**Travail à faire**
Comptez les lignes du matériel ci-dessous qui contiennent la chaîne « tree », puis indiquez seulement ce nombre.

**Données de la tâche**
:::
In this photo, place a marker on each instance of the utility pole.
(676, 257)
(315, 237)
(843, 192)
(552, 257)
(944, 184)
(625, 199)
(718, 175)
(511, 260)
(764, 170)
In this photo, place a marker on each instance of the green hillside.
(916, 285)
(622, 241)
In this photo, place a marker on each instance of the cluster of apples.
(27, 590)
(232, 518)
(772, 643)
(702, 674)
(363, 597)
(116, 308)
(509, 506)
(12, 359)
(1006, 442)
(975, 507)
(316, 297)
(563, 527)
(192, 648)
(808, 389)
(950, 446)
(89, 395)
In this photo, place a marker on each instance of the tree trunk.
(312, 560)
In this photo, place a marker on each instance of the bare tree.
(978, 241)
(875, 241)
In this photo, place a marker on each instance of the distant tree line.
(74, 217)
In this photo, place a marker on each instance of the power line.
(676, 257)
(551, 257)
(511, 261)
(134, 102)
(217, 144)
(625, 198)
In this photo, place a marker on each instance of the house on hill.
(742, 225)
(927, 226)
:::
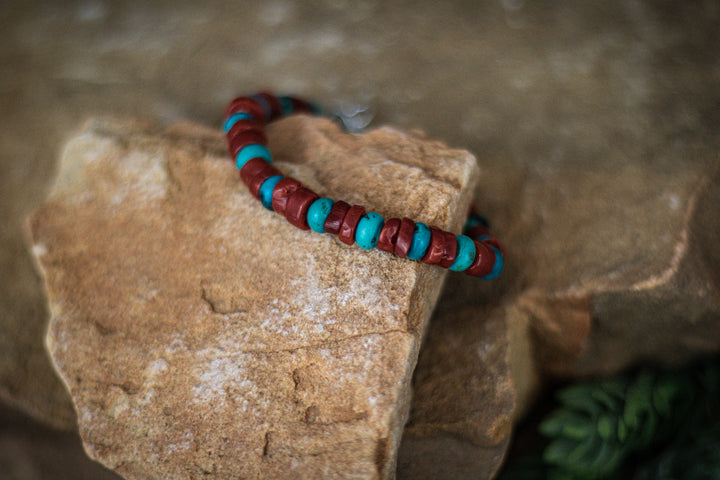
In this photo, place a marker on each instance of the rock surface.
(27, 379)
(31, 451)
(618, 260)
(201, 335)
:::
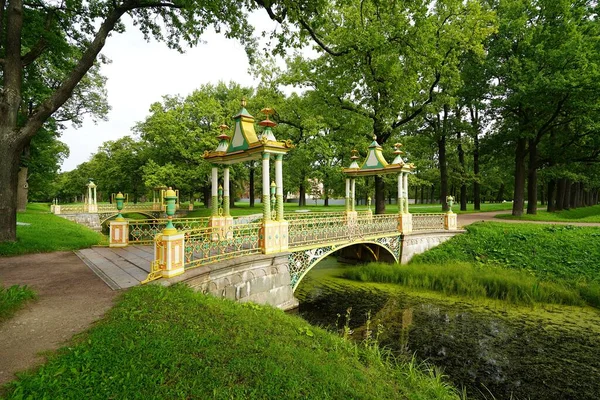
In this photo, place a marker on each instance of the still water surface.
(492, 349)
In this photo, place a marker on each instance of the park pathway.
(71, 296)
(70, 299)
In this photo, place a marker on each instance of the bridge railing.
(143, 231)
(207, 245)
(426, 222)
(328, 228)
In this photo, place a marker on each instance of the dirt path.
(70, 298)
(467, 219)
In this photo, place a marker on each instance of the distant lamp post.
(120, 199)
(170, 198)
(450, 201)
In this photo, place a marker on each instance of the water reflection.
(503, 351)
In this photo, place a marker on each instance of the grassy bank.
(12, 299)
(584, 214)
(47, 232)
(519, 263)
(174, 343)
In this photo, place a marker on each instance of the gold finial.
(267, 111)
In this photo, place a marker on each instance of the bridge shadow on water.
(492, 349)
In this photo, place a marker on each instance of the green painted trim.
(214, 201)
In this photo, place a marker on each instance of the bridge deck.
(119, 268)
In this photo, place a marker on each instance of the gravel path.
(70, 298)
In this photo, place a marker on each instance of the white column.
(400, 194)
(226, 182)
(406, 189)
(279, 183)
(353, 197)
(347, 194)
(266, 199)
:::
**Résultat de l'exercice**
3